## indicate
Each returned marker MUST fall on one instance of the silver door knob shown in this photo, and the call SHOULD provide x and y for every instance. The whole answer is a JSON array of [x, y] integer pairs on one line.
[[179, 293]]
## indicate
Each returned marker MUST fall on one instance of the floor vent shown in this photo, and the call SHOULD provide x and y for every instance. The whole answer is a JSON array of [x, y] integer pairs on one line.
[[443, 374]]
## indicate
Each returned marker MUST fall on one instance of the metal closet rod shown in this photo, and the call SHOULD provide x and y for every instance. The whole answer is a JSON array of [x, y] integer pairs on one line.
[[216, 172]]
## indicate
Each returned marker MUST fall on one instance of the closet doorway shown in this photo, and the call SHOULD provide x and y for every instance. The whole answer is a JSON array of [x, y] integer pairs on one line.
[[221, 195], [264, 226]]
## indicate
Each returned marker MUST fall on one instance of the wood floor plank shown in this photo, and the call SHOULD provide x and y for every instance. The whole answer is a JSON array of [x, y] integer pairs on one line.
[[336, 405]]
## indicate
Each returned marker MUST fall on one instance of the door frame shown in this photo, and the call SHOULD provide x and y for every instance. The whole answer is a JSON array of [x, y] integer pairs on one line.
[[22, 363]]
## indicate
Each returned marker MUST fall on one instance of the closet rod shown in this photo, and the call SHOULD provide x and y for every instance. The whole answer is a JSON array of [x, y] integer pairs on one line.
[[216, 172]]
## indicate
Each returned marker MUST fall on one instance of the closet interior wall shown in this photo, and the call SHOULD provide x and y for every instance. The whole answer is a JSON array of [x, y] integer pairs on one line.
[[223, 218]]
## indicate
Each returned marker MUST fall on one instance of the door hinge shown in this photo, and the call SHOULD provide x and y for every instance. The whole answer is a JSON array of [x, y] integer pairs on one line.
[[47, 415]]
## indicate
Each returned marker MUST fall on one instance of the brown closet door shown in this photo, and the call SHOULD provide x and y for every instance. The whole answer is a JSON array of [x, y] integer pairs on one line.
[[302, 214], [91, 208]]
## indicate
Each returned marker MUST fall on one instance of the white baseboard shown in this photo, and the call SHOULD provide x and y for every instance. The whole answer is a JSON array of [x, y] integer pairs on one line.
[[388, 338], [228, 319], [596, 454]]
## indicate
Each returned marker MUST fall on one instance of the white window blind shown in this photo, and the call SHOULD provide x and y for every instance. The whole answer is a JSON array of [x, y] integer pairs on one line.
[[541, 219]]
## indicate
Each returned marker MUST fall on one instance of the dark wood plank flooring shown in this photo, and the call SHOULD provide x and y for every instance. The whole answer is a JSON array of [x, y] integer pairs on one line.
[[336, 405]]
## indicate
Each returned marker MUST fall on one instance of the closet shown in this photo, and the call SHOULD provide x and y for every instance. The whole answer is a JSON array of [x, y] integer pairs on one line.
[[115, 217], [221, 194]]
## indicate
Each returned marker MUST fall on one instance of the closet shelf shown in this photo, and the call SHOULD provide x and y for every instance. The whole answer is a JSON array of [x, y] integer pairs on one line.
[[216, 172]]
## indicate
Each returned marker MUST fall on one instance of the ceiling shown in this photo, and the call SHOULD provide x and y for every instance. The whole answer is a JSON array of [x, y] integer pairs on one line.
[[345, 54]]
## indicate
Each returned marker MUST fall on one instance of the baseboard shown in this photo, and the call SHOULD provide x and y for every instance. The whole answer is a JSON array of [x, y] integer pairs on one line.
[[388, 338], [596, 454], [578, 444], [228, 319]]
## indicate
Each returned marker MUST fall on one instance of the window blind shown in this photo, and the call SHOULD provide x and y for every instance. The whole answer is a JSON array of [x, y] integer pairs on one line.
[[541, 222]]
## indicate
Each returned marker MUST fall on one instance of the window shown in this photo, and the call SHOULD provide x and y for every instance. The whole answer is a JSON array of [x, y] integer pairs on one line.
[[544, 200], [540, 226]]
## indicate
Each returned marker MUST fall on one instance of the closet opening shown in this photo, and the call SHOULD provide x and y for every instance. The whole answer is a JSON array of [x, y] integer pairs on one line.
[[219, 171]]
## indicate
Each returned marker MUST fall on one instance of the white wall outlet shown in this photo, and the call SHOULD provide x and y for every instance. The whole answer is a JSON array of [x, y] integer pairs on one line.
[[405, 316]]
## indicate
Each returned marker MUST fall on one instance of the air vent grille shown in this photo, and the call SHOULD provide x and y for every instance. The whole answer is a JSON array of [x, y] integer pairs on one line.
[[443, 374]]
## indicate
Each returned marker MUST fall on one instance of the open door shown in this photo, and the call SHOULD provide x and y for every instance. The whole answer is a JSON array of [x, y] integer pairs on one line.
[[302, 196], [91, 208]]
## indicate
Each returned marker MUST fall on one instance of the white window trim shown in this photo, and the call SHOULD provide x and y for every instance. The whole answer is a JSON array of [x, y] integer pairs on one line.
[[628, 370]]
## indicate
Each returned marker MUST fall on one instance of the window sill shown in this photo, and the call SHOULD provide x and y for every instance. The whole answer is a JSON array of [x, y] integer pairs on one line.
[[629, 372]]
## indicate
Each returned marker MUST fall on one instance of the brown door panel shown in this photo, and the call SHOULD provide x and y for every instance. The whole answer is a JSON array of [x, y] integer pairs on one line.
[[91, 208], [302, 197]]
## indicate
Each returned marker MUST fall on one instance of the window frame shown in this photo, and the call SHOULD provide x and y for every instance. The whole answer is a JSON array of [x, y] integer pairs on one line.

▬▬▬▬▬▬▬▬▬▬

# Work to complete:
Rewrite every line of the records above as a JSON list of strings, one string per line, and leave out any blank lines.

# Answer in full:
[
  "## indicate",
  "Each returned marker MUST fall on one instance of the silver door knob shown in this photo, and the call SHOULD provide x and y for every instance. The whole answer is a JSON array of [x, y] integer pairs on one line.",
  "[[179, 293]]",
  "## indicate",
  "Each returned marker MUST fall on one instance of the floor vent shown in this photo, and the call SHOULD provide x and y for every instance. The whole answer is a JSON array of [x, y] integer pairs on one line.",
  "[[443, 374]]",
  "## indicate",
  "Each returned marker MUST fall on one instance of the metal closet rod shown in this photo, and the call SHOULD provide x and y for every instance. The whole answer is a JSON array of [x, y] integer pairs on one line.",
  "[[216, 172]]",
  "## indicate",
  "Each returned marker MUST fall on one instance of the closet doorway shown in this photo, and the call SHOULD provide x and y for every instance. The whole answer is a JSON array of [x, y] integer pairs on one line.",
  "[[221, 195], [264, 226]]",
  "## indicate",
  "Each returned marker MUST fall on one instance of the wood floor plank shown in this photo, and the call SHOULD provide x and y for every instance. The whole answer is a JSON array of [x, y] integer pairs on one line.",
  "[[336, 405]]",
  "## indicate",
  "Each returned marker MUST fall on one instance of the door frame shown in this photo, and the call SHOULD provide x and y for every instance. The whole answer is a JSON array of [x, y] integer pairs on one line.",
  "[[22, 363]]",
  "## indicate",
  "Each returned marker MUST fall on one instance of the closet rod shown in this photo, and the call SHOULD provide x and y for every instance. The whole answer is a JSON array of [x, y] integer pairs on one line.",
  "[[216, 172]]",
  "## indicate",
  "Each returned marker MUST fall on one instance of the closet interior wall shown in this photo, and the call SHOULD provide x and y for every instance. The whole answer is a JSON array of [x, y] integer pairs on one line.",
  "[[223, 218]]",
  "## indicate",
  "Each returned marker MUST fall on one instance of the door hinge shown in this photo, and the call SHOULD provide x and y for every instance. The whole answer is a JSON array of [x, y] integer pairs on one line.",
  "[[47, 415]]",
  "## indicate",
  "Each returned marker MUST fall on one instance of the brown closet door shown in this photo, and the call SHOULD provide x and y for every instance. The whole answer is a JSON array of [x, y] integer pairs on one line.",
  "[[302, 214], [91, 208]]",
  "## indicate",
  "Each returned marker MUST fall on one instance of the white baseboard shown in this photo, and the call SHOULD provide x and y for every instance. The whole answer is a JSON array of [x, y] integer pairs on one line.",
  "[[388, 338], [228, 319], [596, 454]]",
  "## indicate",
  "Each returned marker MUST fall on one instance of the white window blind shown in this photo, and the call SHOULD provide x and y for every instance. The whole answer is a JSON array of [x, y] integer pairs on one line.",
  "[[541, 219]]",
  "## indicate",
  "Each returned marker MUST fall on one instance of the dark wood plank flooring shown in this photo, and the call SHOULD provide x and y for every instance. The whole answer is a JSON array of [x, y] integer pairs on one line.",
  "[[336, 405]]",
  "## indicate",
  "Each returned marker MUST fall on one instance of the closet shown in this photo, and the call SHOULD provide x and y for every instance. The whole answer is a JSON array of [x, y] integer pairs on one line.",
  "[[115, 217], [221, 194]]",
  "## indicate",
  "Each returned marker MUST fall on one instance of the closet shelf shown in this photo, and the call SHOULD provide x and y for every instance. The whole answer is a JSON array of [x, y] integer pairs on one line.",
  "[[216, 172]]",
  "## indicate",
  "Each returned marker MUST fall on one instance of the ceiling shown in this photo, and the call SHOULD provide x and y for every instance. The whole answer is a JSON array of [x, y] integer pairs on one line.",
  "[[345, 54]]",
  "## indicate",
  "Each returned marker MUST fall on one instance of the baseboard shown in this photo, and the call SHOULD provide x and y for every instance. The whole answer is a JSON array of [x, y] integer pairs on one line.",
  "[[388, 338], [596, 454], [578, 444], [228, 319]]",
  "## indicate",
  "Each returned marker MUST fall on one instance of the window blind shown in this photo, and the call SHOULD provide x and y for every instance. The whole answer is a JSON array of [x, y] integer pairs on one line.",
  "[[541, 222]]",
  "## indicate",
  "Each returned marker MUST fall on one instance of the window shown in this photo, and the call SHOULD provide x and y for every instance. The whole answer is a JSON array of [x, y] integer pairs on one line.",
  "[[544, 200], [540, 226]]",
  "## indicate",
  "Each returned marker MUST fall on one instance of the closet opening shown in this photo, and the call SHOULD provide x and y for every instance. The whole answer is a JSON array of [x, y] integer pairs on one line.",
  "[[219, 171]]",
  "## indicate",
  "Each returned marker MUST fall on one instance of the white wall outlet shown in this photo, and the call SHOULD provide x and y for every instance. The whole answer is a JSON array of [x, y] integer pairs on one line.",
  "[[405, 316]]",
  "## indicate",
  "Each returned marker MUST fall on one instance of the air vent grille shown in this photo, and the call SHOULD provide x and y for every instance. The whole answer is a JSON array of [x, y] integer pairs on one line.",
  "[[443, 374]]",
  "## indicate",
  "Each returned marker MUST fall on one instance of the open door shown in this photo, and the call SHOULD provide x and y for every instance. The whole answer is a JSON array of [x, y] integer pairs on one line.",
  "[[302, 196], [91, 208]]",
  "## indicate",
  "Each returned marker MUST fall on one instance of the white window trim shown in this photo, and the call SHOULD provide x and y for every instance. The whole answer is a JSON array of [x, y] integer pairs on one line.",
  "[[628, 370]]",
  "## indicate",
  "Each returned marker MUST fall on one instance of the window sill shown in this photo, and the call SHOULD provide x and y for every instance. The whole answer is a JSON array of [x, y] integer pairs on one line.",
  "[[629, 372]]",
  "## indicate",
  "Each returned marker MUST fall on one instance of the brown door panel shown in this photo, and the call SHOULD provide x and y for every instance. The whole answer is a JSON array of [x, y] integer pairs on one line.",
  "[[91, 208], [302, 197]]",
  "## indicate",
  "Each returned marker MUST fall on one instance of the window frame shown in this photo, and the call SHOULD provide x and y for every instance. The whole answer is a JSON array of [x, y] integer pairs on one line."
]